- Job 1 -
Answer these questions about the passage on the masters sprinter's kettlebell training:
(a) In which city did Hickey run 27.75 in the 200, and in what month?
(b) How long does his kettlebell routine take?
(c) Which events will he compete in at the outdoor championships in Geneva, Ohio?
- Job 2 -
Carry on the passage about the masters sprinter's kettlebell training from its final sentence.

- Text passage -
That goes for many of us when it comes to unused potential. Our limits are self-imposed.

**

Chris, 63, did indeed get stronger. His friend got him into kettlebell workouts the last eight years. You have probably walked right past these cannonballs with a handle in the gym for years.

“He wanted me to break my paradigm and for me to think, ‘Hey, you really can get stronger’,” Hickey said. “There are no limits."

Hickey ran that 27.75 in the 200 in the 2026 USATF Masters Indoor Championships in Albuquerque in February. He is quick to say the high altitude in Albuquerque and the lightning fast track had something to do with the 27.75, which was his fastest 200 since a race in Boston when he was 51 (26.88).

But Chris had more to do with his performance than the track or altitude. It’s why he is primed to be competitive this weekend in the USATF Masters Outdoor Championships in Geneva, Ohio, where he will compete in the 100, 200, and 300 hurdles (M60-64).

**

Hickey is not a maniacal trainer with the kettlebells. A former intelligence man for the U.S. government, he is not trying to duel Masters superstars for No. 1 in the world with 24/7 workouts. His kettlebell routine takes 1 hour 15 minutes, including warm-up and cool down. Chris’s wife, Beth, even said one day when he came home from a workout, “You weren't at the gym very long.” 

Hickey says, “I do a warm up. Five exercises. I do a cool down. I'm done.”

Then he says the magic word.

Consistency.

“I always say it is a consistent strength training program and the key word is consistent,” Hickey said of his surge in the sport. “If you're consistent, you will get results. You will feel better, and it will enable you to do what you want to do. It's a building block. It’s the bottom of the pyramid.

“You're not in your 50s anymore. You need to do strength training. There's no way around it. You want to do X, then you need to you need the strength training.”

Chris has just the 12th best time of any of the men (M60-64) starting the 200 at this weekends championships. In his favorite race, the 300 hurdles, Hickey has the fifth best time (50.69 seconds).

(Excerpts from a pointing dataset)
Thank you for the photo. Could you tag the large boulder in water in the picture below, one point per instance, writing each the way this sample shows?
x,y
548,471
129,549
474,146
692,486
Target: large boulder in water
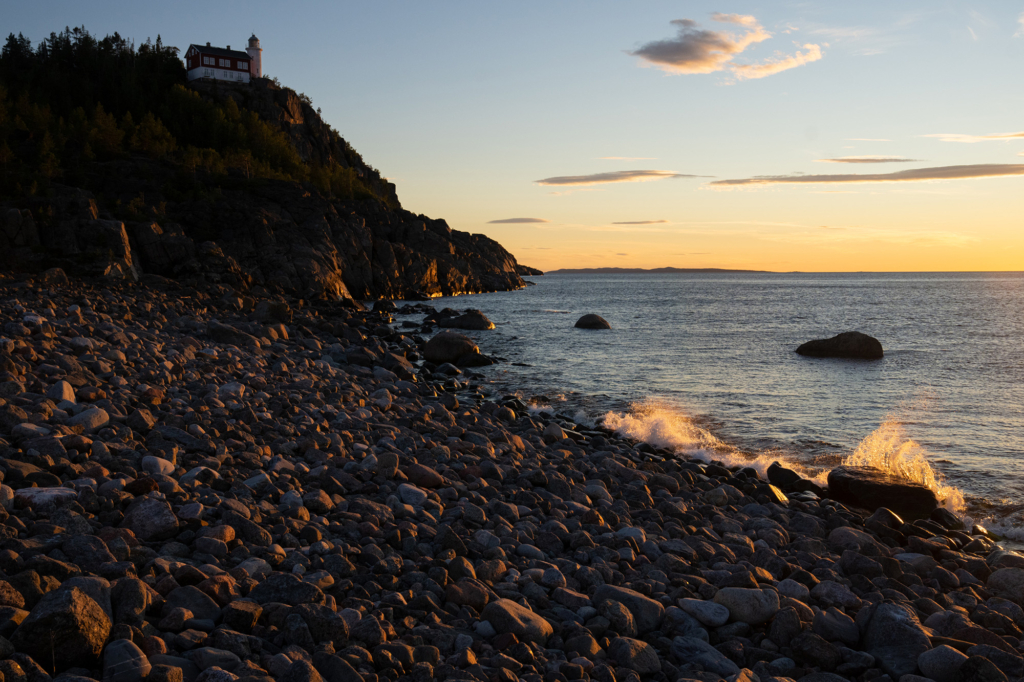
x,y
870,487
471,320
847,344
449,347
592,322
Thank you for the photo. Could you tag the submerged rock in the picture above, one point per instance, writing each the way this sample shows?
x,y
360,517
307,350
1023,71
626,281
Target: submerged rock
x,y
848,344
869,487
592,322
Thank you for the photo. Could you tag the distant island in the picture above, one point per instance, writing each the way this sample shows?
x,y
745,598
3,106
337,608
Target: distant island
x,y
640,270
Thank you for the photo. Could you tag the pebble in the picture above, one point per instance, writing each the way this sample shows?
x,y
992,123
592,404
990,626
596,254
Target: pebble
x,y
189,497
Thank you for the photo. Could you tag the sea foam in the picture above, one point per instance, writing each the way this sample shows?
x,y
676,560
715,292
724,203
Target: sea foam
x,y
887,448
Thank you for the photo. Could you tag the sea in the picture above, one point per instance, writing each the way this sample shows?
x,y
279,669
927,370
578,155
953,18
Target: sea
x,y
705,364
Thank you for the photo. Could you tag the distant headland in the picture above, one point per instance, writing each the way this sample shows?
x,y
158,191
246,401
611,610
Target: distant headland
x,y
640,270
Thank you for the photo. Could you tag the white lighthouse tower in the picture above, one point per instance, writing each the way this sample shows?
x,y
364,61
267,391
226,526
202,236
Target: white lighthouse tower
x,y
255,57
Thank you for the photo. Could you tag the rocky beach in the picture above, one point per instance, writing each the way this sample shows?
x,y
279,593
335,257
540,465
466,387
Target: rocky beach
x,y
202,483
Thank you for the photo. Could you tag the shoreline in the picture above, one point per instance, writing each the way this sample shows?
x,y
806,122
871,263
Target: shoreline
x,y
220,487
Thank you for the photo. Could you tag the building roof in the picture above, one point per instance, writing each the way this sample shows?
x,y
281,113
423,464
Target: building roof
x,y
219,51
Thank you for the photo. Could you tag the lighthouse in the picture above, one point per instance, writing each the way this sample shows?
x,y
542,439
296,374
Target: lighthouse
x,y
255,56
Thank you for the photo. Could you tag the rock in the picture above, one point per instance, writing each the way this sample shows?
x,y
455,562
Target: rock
x,y
59,391
979,669
895,637
286,589
151,518
508,616
749,605
691,649
592,322
449,347
193,599
941,663
124,662
1009,584
869,487
90,420
470,320
634,654
67,627
647,612
847,344
708,612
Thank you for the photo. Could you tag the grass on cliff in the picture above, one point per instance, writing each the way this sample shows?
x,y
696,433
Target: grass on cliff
x,y
74,100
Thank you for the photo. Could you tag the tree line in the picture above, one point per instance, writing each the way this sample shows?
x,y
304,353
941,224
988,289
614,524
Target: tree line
x,y
73,100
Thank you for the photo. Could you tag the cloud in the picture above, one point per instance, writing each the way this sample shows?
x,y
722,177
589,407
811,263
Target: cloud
x,y
866,160
614,176
696,50
916,174
957,137
777,65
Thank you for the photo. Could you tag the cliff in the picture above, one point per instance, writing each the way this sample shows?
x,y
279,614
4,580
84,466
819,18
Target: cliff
x,y
244,185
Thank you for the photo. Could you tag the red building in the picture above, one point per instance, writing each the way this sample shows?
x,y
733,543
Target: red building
x,y
220,64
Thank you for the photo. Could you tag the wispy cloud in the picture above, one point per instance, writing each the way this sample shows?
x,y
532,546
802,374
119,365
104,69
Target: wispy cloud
x,y
696,50
958,137
778,64
613,176
918,174
866,160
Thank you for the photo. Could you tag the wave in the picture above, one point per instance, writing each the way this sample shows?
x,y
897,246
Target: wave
x,y
887,448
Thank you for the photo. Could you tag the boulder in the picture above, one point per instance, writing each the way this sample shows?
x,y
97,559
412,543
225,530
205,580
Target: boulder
x,y
151,518
470,320
870,487
592,322
646,611
1008,583
67,628
749,605
894,636
506,615
848,344
449,347
635,654
694,650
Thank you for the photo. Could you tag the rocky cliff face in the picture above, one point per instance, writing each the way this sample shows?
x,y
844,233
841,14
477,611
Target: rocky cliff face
x,y
284,237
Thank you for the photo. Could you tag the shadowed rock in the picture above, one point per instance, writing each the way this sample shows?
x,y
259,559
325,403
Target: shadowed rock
x,y
847,344
869,487
592,322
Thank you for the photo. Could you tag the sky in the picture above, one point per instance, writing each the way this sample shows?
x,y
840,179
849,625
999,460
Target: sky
x,y
814,136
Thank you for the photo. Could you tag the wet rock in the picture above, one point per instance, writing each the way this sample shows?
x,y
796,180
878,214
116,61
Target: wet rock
x,y
848,344
869,488
449,347
592,321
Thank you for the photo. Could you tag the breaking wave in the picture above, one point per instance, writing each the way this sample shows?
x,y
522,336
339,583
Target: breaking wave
x,y
887,448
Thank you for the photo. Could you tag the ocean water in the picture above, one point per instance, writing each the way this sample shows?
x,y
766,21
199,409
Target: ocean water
x,y
705,364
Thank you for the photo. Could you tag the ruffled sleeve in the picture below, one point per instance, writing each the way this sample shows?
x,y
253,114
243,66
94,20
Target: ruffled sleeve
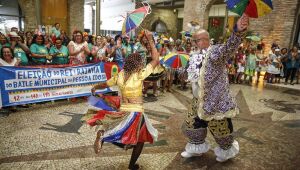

- Written response 1 -
(a) Albuquerque, in February.
(b) 1 hour 15 minutes, including warm-up and cool down.
(c) The 100, 200, and 300 hurdles (M60-64).

- Written response 2 -
12th and 5th are not the point, of course. 

The point is a wholehearted leap into kettlebells as part of his workouts as a way to stay competitive, relevant, and keep it fun. 

Chris is in the gym three days a week and does four or five exercises a session. He doesn’t lift more than 10 reps in a session per exercise, which may be two sets of five, or a set of six and set of four, but no more than 10.

His regimen includes kettlebell single arm swings, seated calf raises, single Romanian deadlift, a row exercise with a kettlebell where he is bent at the waist, among others. 

Kettlebell workouts are typically multiple joints/multiple muscle groups.

And once a week Hickey will train in the pool, 14-18 minutes of actual running in water after a suitable warmup.

Here are important takeaways for running faster in your 60s than you did in your 50s:

*The kettlebell workouts, he said, "have hardened that kinetic chain from the glutes, the hands, the quads, and I think the calves, to some degree." It's all on a string.

*He has strength to use the starting blocks again. With the kettlebell exercises, all start in a knee bent position, and you straighten up, similar to a start in the blocks. In a typical kettlebell workout, Hickey may do 30 to 40 reps of that motion.

*Finishing power. In the hurdles and 200, Chris can maintain running form and a key to those races is keeping your running form as efficient as possible to the finish line.

His improved strength means Hickey has deprived his family for a decade, at least, of their tease of wanting “a vomit report”. He can be wasted at the finish and on his knees, but no more vomiting.

A couple of other notes.

The hurdles he jumps at full run are 30 inches high. Go take a 63-year old guy off the street and ask them to do that race over 300 meters. It would be impossible for 95 percent of men 63.

One thing Chris does as well as the best in the world is his recovery regimen after a race. 

*He walks until he can get his heart rate under 120.
*He does a yoga pose “legs up the wall” for three to five minutes, longer if he can. 
*He does a series of five stretches.
*He uses the roller for his legs, a staple for 14 years.

When Hickey ran the 27.75 200 in February this year he noticed he had a little belly. And that’s the point. Chris is 5-foot-9, 181 pounds. He is not a beast. He is just a guy, but a guy with discipline and plan....and consistency.

Geezer Jock is a reader supported newsletter. The truth is the stories Geezer Jocks tell me support me mentally in my fight with ALS. Please support the work with a $5 monthly donation, or $25 donation every six months here.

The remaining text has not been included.